- _Goal of the exercise_
Provide the data again in its entirety, exactly as given.

● ● ● ●

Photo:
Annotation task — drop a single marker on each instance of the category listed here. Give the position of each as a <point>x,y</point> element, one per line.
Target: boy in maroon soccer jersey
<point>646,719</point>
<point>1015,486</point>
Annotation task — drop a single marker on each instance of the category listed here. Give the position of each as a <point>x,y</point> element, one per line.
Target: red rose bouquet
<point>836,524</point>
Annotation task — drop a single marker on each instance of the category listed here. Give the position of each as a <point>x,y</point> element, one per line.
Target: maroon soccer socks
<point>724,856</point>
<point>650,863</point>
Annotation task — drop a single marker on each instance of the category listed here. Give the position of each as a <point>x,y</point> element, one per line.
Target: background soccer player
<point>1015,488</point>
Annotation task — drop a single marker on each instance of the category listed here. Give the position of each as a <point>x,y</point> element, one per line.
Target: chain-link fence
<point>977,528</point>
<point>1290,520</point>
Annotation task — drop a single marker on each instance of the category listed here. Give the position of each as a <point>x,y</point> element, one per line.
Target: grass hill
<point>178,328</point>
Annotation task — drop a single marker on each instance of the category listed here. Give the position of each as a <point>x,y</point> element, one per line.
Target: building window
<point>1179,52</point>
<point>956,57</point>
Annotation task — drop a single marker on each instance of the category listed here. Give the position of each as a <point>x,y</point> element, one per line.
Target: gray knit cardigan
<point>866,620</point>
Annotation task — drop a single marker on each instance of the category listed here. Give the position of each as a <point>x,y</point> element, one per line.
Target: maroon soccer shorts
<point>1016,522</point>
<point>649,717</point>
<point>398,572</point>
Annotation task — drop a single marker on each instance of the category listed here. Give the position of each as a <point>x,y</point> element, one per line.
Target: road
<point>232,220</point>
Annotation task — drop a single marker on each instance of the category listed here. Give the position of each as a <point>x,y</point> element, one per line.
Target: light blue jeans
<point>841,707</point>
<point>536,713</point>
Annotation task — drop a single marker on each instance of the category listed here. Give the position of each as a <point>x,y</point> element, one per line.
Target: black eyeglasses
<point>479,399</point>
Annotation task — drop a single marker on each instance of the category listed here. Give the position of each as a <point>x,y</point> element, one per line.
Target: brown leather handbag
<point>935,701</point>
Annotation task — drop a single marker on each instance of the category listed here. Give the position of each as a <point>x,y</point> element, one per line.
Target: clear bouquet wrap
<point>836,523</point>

● ● ● ●

- _Response box_
Photo:
Annotation task — drop a single marker on each instance of the category listed here. Give the position of each as a <point>x,y</point> element, one per line.
Target: boy in maroon soccer jersey
<point>646,719</point>
<point>1015,486</point>
Annotation task — drop a single marker on each instance of the category listed here. Give the position of each as a <point>x,y</point> element, one per line.
Target: red rose bouquet
<point>836,524</point>
Annotation task — drop a single marker on each instance of the category listed here. Give the position of each as a <point>x,y</point> element, one per line.
Target: maroon soccer socks
<point>724,856</point>
<point>650,863</point>
Annotation task — drop a single marker on each instance of the category listed here. Give the position of each as a <point>x,y</point> element, one per line.
Target: background soccer player
<point>1015,488</point>
Annotation task — drop a single marker on each instance of the category listed here. Give the position of each as a <point>x,y</point> element, one per line.
Target: chain-link fence
<point>977,528</point>
<point>1290,520</point>
Annotation task — drop a single marker on each instance of the category listed here. Give the position of each as a <point>x,y</point> element, one per line.
Target: grass hill
<point>178,328</point>
Annotation task — drop a single marker on each instance of the category listed here. Give the position of each as a <point>x,y</point> element, one per line.
Target: building window
<point>1179,52</point>
<point>956,57</point>
Annotation task — drop a single marker on each instance of the category listed here. Give the position of each as a <point>x,y</point> element, one per line.
Target: gray knit cardigan
<point>866,620</point>
Annotation task — drop a single marker on each instance of the category listed here. Give the position of each as a <point>x,y</point> element, one per line.
Target: maroon soccer shorts
<point>1016,522</point>
<point>649,717</point>
<point>398,572</point>
Annotation task — drop a single marker on each instance of the category listed here. Give the position of each as a <point>x,y</point> element, one per line.
Target: road
<point>232,220</point>
Annotation task — drop a single marker on each instance of the category listed here. Give the position of each as a <point>x,y</point> element, one per line.
Target: light blue jeans
<point>841,707</point>
<point>536,713</point>
Annotation task — drop a single marker on each instance of the category listed here. Give the position of each as a <point>x,y</point> element, one per line.
Target: black eyeglasses
<point>479,399</point>
Annotation task — drop a single marker on each instance of the category listed here. Give the position of each as a <point>x,y</point> element, one per line.
Target: brown leather handbag
<point>935,701</point>
Annotation task — drop a single marker on each instance of the category listed here. Give the position of each as a <point>x,y</point> element, one per line.
Target: clear bouquet wrap
<point>836,523</point>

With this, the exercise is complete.